• **DESCRIPTION OF THE TASK**:
Please reproduce word for word the lines below, from the line containing "Tag each instance of the rear car" through the last line.

--- START OF INFORMATION SUPPLIED ---

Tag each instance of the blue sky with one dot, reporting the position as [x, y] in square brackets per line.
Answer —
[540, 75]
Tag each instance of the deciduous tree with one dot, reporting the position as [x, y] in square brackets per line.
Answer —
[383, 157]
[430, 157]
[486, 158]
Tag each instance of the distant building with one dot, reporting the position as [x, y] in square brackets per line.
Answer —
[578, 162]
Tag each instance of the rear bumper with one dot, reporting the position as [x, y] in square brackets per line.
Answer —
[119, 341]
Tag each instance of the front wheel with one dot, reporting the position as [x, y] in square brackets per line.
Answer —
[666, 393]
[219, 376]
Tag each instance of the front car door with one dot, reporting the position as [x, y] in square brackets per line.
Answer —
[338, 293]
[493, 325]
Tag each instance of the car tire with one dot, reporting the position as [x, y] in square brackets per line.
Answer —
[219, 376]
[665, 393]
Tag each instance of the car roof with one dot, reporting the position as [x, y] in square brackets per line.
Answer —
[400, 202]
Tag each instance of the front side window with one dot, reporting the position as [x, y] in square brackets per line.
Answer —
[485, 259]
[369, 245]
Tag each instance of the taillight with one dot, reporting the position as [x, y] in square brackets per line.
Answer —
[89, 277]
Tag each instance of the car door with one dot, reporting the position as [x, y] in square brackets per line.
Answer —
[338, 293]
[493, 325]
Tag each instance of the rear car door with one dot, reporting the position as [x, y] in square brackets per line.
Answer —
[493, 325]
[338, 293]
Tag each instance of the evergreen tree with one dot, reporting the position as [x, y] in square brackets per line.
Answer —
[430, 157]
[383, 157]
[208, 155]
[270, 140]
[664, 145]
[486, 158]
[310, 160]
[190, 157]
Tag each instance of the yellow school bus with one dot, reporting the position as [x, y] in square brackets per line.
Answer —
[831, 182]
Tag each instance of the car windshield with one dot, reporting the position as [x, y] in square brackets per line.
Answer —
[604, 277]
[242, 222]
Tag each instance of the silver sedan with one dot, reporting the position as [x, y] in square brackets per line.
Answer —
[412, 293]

--- END OF INFORMATION SUPPLIED ---

• **COMPLETE RESPONSE**:
Tag each instance of the rear car door with one dot, reporting the position as [x, y] in square brackets per line.
Answer —
[493, 325]
[338, 293]
Tag each instance of the evergreen tree with one dot, reporting the position as [x, y] in square brackets per line.
Answer —
[430, 157]
[383, 157]
[208, 155]
[270, 140]
[664, 145]
[486, 158]
[310, 160]
[190, 157]
Tag each instance of the yellow school bus with one dot, reporting the position as [x, y] in square brackets per line.
Answer —
[831, 182]
Tag each instance of the car windshield with one dot, reporting the position as [x, y] in square brackets per line.
Answer —
[604, 277]
[242, 222]
Tag each instance of the silver sedan with one dot, reporting the position as [x, y] in square brackets per line.
Answer —
[412, 293]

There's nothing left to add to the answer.